Begin Provided entries

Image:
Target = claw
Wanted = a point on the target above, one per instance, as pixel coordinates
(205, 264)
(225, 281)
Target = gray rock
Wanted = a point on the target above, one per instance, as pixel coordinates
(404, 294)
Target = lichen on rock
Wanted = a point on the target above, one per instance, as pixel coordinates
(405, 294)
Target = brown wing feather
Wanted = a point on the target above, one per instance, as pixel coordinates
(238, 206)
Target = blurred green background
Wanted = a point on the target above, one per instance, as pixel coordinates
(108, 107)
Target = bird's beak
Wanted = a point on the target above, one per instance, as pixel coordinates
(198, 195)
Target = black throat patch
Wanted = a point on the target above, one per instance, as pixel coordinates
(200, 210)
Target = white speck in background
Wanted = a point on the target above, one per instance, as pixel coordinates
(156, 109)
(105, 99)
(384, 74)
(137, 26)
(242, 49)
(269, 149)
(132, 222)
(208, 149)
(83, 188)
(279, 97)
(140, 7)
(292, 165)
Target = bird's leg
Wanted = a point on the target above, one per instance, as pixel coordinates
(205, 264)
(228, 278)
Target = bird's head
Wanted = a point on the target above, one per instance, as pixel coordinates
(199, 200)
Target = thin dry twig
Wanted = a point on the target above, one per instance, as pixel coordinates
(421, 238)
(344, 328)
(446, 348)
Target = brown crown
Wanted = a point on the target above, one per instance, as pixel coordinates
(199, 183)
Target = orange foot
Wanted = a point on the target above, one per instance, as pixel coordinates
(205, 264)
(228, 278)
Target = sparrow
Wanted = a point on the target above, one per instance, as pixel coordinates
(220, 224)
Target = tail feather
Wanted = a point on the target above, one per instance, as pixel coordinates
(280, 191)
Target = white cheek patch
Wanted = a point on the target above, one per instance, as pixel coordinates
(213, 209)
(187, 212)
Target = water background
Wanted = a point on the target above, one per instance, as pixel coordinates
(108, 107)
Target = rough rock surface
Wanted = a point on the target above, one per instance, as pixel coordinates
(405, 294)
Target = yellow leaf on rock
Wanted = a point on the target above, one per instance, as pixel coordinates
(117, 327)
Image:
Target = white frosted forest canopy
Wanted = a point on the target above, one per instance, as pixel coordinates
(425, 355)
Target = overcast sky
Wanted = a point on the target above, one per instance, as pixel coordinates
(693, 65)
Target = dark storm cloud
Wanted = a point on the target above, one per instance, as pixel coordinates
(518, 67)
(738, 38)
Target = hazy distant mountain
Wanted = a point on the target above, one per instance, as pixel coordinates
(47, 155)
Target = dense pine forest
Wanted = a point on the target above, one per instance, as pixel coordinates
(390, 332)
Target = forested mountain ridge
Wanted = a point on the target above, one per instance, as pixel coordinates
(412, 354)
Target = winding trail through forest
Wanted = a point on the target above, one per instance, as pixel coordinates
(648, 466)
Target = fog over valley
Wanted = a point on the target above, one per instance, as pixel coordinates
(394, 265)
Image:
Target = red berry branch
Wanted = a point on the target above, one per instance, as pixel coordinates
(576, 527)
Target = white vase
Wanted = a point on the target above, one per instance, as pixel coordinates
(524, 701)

End Provided entries

Return the part of the listing that begins with the line containing "Target = white cheek patch" and runs through the end of the listing, with both ends included. Copy those lines exactly.

Target = white cheek patch
Wanted = a point on the target above, one per instance, as pixel coordinates
(213, 209)
(187, 212)
Target = water background
Wanted = a point on the target above, one per instance, as pixel coordinates
(108, 107)
Target = rough rock surface
Wanted = a point on the target above, one per instance, as pixel coordinates
(405, 294)
Target = yellow leaf on rock
Wanted = a point on the target above, one per instance, as pixel coordinates
(117, 327)
Image:
Target = white frosted forest canopy
Wanted = a point on the target above, one per instance, as pixel coordinates
(425, 355)
Target = overcast sky
Wanted = a point on the target above, one per instance, as pixel coordinates
(693, 65)
Target = dark storm cloud
Wanted = a point on the target above, one per instance, as pixel coordinates
(518, 67)
(738, 38)
Target = hazy distant mountain
Wanted = a point on the target above, one per instance, as pixel coordinates
(47, 155)
Target = dense pine forest
Wanted = a point on the target above, one per instance, as pixel coordinates
(390, 332)
Target = forested mountain ridge
Wanted = a point on the target above, one per instance, as pixel coordinates
(412, 354)
Target = winding trail through forest
Wanted = a point on the target above, one per instance, as pixel coordinates
(648, 466)
Target = fog over valley
Wanted = a point on the target above, one per instance, as pixel coordinates
(394, 265)
Image:
Target = red berry branch
Wanted = a point on the target above, one per instance, as pixel coordinates
(576, 527)
Target = white vase
Wanted = a point on the target above, one per instance, as pixel coordinates
(524, 701)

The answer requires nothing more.